(OBJECTIVE): Reproduce the listing below word for word, leaving out the pictures.

(ENTRIES):

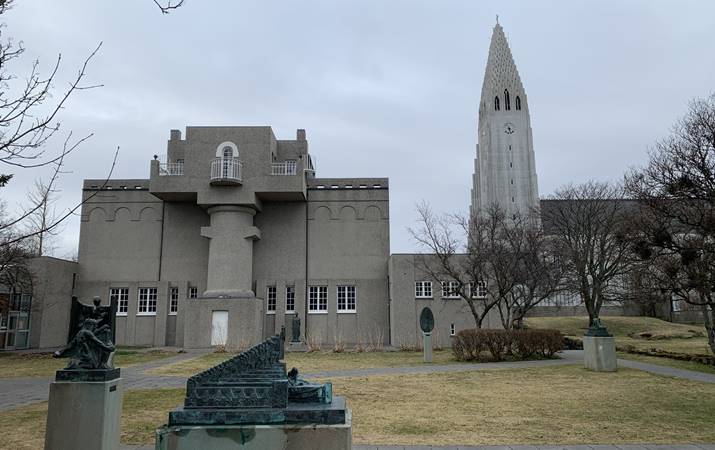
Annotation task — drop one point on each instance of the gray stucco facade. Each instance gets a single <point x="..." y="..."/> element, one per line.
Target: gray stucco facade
<point x="236" y="222"/>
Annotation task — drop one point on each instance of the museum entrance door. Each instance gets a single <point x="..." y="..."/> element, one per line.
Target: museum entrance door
<point x="219" y="328"/>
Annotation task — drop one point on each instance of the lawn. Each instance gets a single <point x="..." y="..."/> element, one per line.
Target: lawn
<point x="672" y="337"/>
<point x="313" y="362"/>
<point x="565" y="405"/>
<point x="14" y="365"/>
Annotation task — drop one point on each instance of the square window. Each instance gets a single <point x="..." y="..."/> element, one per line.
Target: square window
<point x="173" y="300"/>
<point x="318" y="299"/>
<point x="290" y="299"/>
<point x="450" y="289"/>
<point x="271" y="300"/>
<point x="346" y="299"/>
<point x="147" y="301"/>
<point x="423" y="289"/>
<point x="121" y="295"/>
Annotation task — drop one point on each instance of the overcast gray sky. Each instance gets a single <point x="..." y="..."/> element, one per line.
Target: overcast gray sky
<point x="383" y="88"/>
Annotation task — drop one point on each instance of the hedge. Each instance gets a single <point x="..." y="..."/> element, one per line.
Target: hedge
<point x="472" y="344"/>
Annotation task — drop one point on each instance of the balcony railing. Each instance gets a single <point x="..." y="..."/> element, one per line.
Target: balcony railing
<point x="284" y="168"/>
<point x="226" y="171"/>
<point x="171" y="169"/>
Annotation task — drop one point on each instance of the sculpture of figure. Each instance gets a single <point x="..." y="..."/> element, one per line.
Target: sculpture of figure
<point x="91" y="346"/>
<point x="295" y="328"/>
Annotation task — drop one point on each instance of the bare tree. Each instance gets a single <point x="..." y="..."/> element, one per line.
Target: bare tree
<point x="588" y="225"/>
<point x="42" y="202"/>
<point x="677" y="191"/>
<point x="489" y="261"/>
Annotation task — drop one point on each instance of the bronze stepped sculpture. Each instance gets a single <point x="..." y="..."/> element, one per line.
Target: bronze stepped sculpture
<point x="253" y="388"/>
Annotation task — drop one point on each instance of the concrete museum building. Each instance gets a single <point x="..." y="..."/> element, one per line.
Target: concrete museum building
<point x="233" y="235"/>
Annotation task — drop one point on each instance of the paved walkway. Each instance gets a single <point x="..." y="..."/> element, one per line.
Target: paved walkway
<point x="510" y="447"/>
<point x="16" y="392"/>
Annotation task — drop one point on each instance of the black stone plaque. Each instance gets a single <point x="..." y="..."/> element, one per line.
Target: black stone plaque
<point x="426" y="320"/>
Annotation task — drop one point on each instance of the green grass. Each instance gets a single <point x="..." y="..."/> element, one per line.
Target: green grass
<point x="16" y="365"/>
<point x="672" y="337"/>
<point x="314" y="362"/>
<point x="564" y="404"/>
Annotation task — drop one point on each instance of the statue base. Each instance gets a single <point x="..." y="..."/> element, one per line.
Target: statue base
<point x="599" y="353"/>
<point x="84" y="415"/>
<point x="256" y="437"/>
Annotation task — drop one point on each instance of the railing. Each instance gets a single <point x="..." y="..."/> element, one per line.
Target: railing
<point x="171" y="169"/>
<point x="226" y="169"/>
<point x="284" y="168"/>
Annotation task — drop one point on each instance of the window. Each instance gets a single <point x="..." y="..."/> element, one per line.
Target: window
<point x="121" y="295"/>
<point x="423" y="289"/>
<point x="481" y="291"/>
<point x="271" y="300"/>
<point x="450" y="289"/>
<point x="318" y="299"/>
<point x="346" y="299"/>
<point x="173" y="300"/>
<point x="147" y="301"/>
<point x="290" y="299"/>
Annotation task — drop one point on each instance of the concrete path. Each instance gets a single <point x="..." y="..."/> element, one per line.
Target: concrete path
<point x="511" y="447"/>
<point x="16" y="392"/>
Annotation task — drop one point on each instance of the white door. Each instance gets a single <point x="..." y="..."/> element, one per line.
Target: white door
<point x="219" y="327"/>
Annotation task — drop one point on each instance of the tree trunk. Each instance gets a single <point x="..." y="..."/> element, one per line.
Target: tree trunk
<point x="709" y="321"/>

(FINISHED ANSWER):
Annotation task — drop one point on each instance of the gray stucco facade. Each instance gets a single <point x="..." y="..."/> element, one per line.
Target: gray stucco facade
<point x="236" y="222"/>
Annotation task — drop one point on each instance of the museum entrance door. Each instance gets a single <point x="..." y="..."/> element, one per line.
Target: museum entrance door
<point x="219" y="328"/>
Annotation task — drop one point on each instance of the lawn. Each instance gets a single <point x="..." y="..."/> element, one per line.
Target: lawn
<point x="672" y="337"/>
<point x="313" y="362"/>
<point x="565" y="405"/>
<point x="14" y="365"/>
Annotation task — drop one point on each instance of the square window. Each instance gets a single <point x="..." y="..."/> element, one per line.
Target: square window
<point x="173" y="300"/>
<point x="318" y="299"/>
<point x="290" y="299"/>
<point x="450" y="289"/>
<point x="271" y="300"/>
<point x="346" y="299"/>
<point x="147" y="301"/>
<point x="423" y="289"/>
<point x="121" y="295"/>
Annotation task — drop one point on each instance of the overcast gray sky. Each instance gets a single <point x="..." y="..."/> element, one per line.
Target: overcast gray sky
<point x="383" y="88"/>
Annotation task — drop one point on each instance of the hedge. Each instance gets a single <point x="..." y="..."/> element, one per line.
Target: hedge
<point x="472" y="344"/>
Annotation task — drop one point on each instance of the balcony railing. Each instance gets a single <point x="..." y="..."/> element, one per line.
Target: balcony railing
<point x="284" y="168"/>
<point x="226" y="171"/>
<point x="171" y="169"/>
Annotation task — drop one point on each instance of the sculpture of figure. Each instance gets a single <point x="..." y="..."/> element, one per line.
Target: sculpture of figure
<point x="91" y="346"/>
<point x="295" y="328"/>
Annotation task — drop one point on each instance of the bare tree. Each instance gets a single <point x="..." y="..."/> element, one per line.
Target: bare tree
<point x="588" y="225"/>
<point x="42" y="202"/>
<point x="677" y="191"/>
<point x="489" y="261"/>
Annotation task — drop one point on each instance of the bronze stepped sculpture. Each instance gets a single <point x="..." y="..."/> element, one per line.
Target: bronze stepped sculpture
<point x="253" y="388"/>
Annotation task — drop one point on each instance of the concrete museum building. Each instance gets a single <point x="..." y="..."/> element, one per line.
Target: concrete museum building
<point x="233" y="235"/>
Annotation task — drop one point on each instance of the paved walkway. Each instance gets a single <point x="..." y="..."/> element, one per line.
Target: paved walkway
<point x="510" y="447"/>
<point x="16" y="392"/>
Annotation task — drop one point on each instance of the black stone plaque. Each instance gets a single <point x="..." y="..."/> element, one per line.
Target: black stone plaque
<point x="426" y="320"/>
Annotation task — drop one point on each instance of the green grass. Each instance gets a single <point x="..." y="..."/> element, one per line.
Target: green grass
<point x="16" y="365"/>
<point x="672" y="337"/>
<point x="314" y="362"/>
<point x="564" y="404"/>
Annotation task — drop one point on each instance of the statue base. Each instance gets a single <point x="..." y="..."/> element, one per line.
Target: statue base
<point x="599" y="353"/>
<point x="84" y="415"/>
<point x="256" y="437"/>
Annotation task — drop one point on each instance of the railing. Each instance gets a single <point x="..." y="..."/> element, one per line.
Target: railing
<point x="171" y="169"/>
<point x="226" y="169"/>
<point x="284" y="168"/>
Annotation task — drop one point on each instance of the window. Each instance gets a single <point x="..." y="..."/> element, one per line.
Target: window
<point x="121" y="295"/>
<point x="423" y="289"/>
<point x="481" y="291"/>
<point x="271" y="300"/>
<point x="450" y="289"/>
<point x="318" y="299"/>
<point x="346" y="299"/>
<point x="173" y="300"/>
<point x="147" y="301"/>
<point x="290" y="299"/>
Annotation task — drop one point on each instance of the concrete path. Each instance gets a single <point x="..." y="..."/> element, one per line.
Target: concrete path
<point x="511" y="447"/>
<point x="16" y="392"/>
Annotation task — drop one point on each instance of the white door. Each instance gets a single <point x="..." y="..."/> element, one per line.
Target: white door
<point x="219" y="327"/>
Annotation task — drop one point on each instance of the tree trunk. Each instance gets a single <point x="..." y="..."/> element, one per line.
Target: tree trunk
<point x="709" y="321"/>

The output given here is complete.